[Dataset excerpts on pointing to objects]
────────────────────────────────────────
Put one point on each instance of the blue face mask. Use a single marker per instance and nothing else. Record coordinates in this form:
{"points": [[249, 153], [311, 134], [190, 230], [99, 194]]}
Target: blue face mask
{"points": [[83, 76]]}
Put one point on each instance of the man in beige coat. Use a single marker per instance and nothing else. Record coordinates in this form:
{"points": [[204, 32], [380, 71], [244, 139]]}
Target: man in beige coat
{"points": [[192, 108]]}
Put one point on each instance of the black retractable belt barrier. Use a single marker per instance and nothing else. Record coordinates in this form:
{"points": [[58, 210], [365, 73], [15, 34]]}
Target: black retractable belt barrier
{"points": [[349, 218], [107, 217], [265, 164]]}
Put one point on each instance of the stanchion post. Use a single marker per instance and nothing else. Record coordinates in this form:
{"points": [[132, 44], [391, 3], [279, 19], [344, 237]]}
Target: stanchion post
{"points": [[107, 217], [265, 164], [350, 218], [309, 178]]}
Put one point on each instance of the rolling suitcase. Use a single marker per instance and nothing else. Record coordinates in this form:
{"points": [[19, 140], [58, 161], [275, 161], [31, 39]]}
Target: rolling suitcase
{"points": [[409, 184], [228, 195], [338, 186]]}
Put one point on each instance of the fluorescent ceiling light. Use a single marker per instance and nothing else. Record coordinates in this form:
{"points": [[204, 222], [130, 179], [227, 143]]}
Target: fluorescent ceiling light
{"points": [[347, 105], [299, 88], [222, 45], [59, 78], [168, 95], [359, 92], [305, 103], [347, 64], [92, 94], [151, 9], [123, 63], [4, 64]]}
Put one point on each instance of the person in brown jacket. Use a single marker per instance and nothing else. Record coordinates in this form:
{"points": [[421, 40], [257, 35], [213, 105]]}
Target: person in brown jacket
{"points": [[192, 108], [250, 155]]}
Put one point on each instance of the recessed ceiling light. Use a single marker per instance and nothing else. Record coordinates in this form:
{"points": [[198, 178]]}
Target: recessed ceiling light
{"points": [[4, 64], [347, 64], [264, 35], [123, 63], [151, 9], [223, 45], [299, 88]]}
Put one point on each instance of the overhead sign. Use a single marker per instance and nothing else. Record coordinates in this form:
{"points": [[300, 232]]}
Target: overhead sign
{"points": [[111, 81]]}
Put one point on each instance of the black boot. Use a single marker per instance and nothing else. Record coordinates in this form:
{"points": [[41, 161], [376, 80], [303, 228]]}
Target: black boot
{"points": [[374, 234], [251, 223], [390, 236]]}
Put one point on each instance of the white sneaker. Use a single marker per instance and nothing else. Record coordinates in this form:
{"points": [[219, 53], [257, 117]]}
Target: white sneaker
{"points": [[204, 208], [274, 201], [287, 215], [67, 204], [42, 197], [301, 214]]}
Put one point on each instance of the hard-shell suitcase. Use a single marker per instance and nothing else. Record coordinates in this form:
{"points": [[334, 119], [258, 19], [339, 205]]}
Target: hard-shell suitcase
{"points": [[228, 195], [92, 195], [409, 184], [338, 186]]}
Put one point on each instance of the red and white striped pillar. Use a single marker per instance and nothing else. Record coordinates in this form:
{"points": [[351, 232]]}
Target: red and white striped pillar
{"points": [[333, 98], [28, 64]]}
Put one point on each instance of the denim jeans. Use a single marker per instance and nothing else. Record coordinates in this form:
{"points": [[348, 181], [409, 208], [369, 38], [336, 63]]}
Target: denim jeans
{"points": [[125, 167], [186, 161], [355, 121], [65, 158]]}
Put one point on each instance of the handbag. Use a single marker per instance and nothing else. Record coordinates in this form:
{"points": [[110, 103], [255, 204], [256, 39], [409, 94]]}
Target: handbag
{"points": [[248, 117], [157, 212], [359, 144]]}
────────────────────────────────────────
◆ **Problem**
Lay out every line of the items above as a numbered list, leaving out any blank lines.

◆ **Reply**
1. Put one point on each instance of the blue face mask. Use a single marker per instance and nothing else. Record coordinates in this form:
2. {"points": [[249, 153], [311, 134], [190, 230], [99, 194]]}
3. Target: blue face mask
4. {"points": [[83, 76]]}
5. Put one point on each instance of the man in beige coat. Use a single marker per instance and nothing else. Record coordinates in this form:
6. {"points": [[204, 32], [380, 71], [244, 139]]}
7. Target: man in beige coat
8. {"points": [[192, 108]]}
9. Put one point on each instance of the black retractable belt barrier. Use a single marker per instance and nothing else. Record coordinates in this form:
10. {"points": [[58, 210], [365, 73], [15, 34]]}
11. Target: black retractable belt barrier
12. {"points": [[349, 218], [107, 217], [265, 164]]}
13. Put one point on each instance of the stanchion post. Use a single marker per instance and nothing else. Record coordinates in this form:
14. {"points": [[132, 44], [391, 3], [279, 19], [344, 237]]}
15. Target: stanchion post
16. {"points": [[107, 217], [265, 164], [350, 218], [309, 178]]}
17. Put one point on each instance of the rolling suitcase. Use a single marker per instance and nothing else. Record coordinates in this form:
18. {"points": [[19, 140], [58, 161], [275, 161], [31, 39]]}
19. Target: rolling suitcase
20. {"points": [[409, 184], [228, 195], [338, 186]]}
21. Put one point on each instance of the fluorescent ceiling light. Use a single marker per instance and nothing else. Record coordinates in this form:
22. {"points": [[204, 222], [130, 179], [227, 143]]}
23. Target: fluorescent ceiling light
24. {"points": [[347, 105], [299, 88], [222, 45], [59, 78], [168, 95], [359, 92], [305, 103], [347, 64], [92, 94], [151, 9], [123, 63], [4, 64]]}
25. Put one point on each instance of the person in brown jacket. Use a single marker per instance and nothing else. Record coordinates in this form:
26. {"points": [[421, 40], [257, 35], [213, 105]]}
27. Target: person in brown jacket
28. {"points": [[192, 108], [250, 155]]}
29. Put one point on each instance of the recessed ceiling light. Use a single marker per instance and nothing else. Record coordinates in this form:
30. {"points": [[198, 178]]}
31. Target: recessed ceiling light
32. {"points": [[4, 64], [347, 64], [264, 35], [123, 63], [151, 9], [223, 45], [299, 88]]}
33. Put one point on each instance of the overhead sign. Use a single marker per instance and nothing else. Record coordinates in this form:
34. {"points": [[300, 232]]}
35. Target: overhead sign
36. {"points": [[111, 81]]}
37. Put one point on each instance of the black boot. Use a single marker per instance and nothing else. Record coordinates in this form:
38. {"points": [[41, 161], [376, 80], [303, 228]]}
39. Target: black boot
40. {"points": [[374, 234], [251, 223], [390, 236]]}
41. Put one point on each instance of the white sneaker. Use a single marker per instance and nothing else. Record coordinates in this form:
42. {"points": [[219, 53], [257, 117]]}
43. Target: white sneaker
44. {"points": [[204, 208], [274, 201], [287, 215], [67, 204], [42, 197], [301, 214]]}
45. Put one point on each instance of the hard-shell suitcase. Use a single marker per instance and nothing else. Record coordinates in this form:
46. {"points": [[334, 119], [258, 19], [339, 205]]}
47. Target: hard-shell suitcase
48. {"points": [[228, 195], [92, 195], [409, 184], [338, 186]]}
49. Put one point on each instance of the red and white striped pillar. Use a single marker per instance and nothing else. Record coordinates in this form:
50. {"points": [[351, 232]]}
51. Target: red and white striped pillar
52. {"points": [[333, 98], [28, 64]]}
53. Put one point on each instance of the denim jeans. Use a single marker per instance and nothing else. Record coordinates in this form:
54. {"points": [[348, 181], [409, 208], [369, 38], [336, 63]]}
55. Target: denim jeans
56. {"points": [[125, 167], [186, 161], [355, 121], [65, 158]]}
57. Put one point on each instance of the handbag. Use a single marker per instance and nothing else. Record coordinates in this form:
58. {"points": [[110, 103], [255, 204], [256, 39], [409, 94]]}
59. Target: handbag
60. {"points": [[248, 117], [157, 212], [359, 144]]}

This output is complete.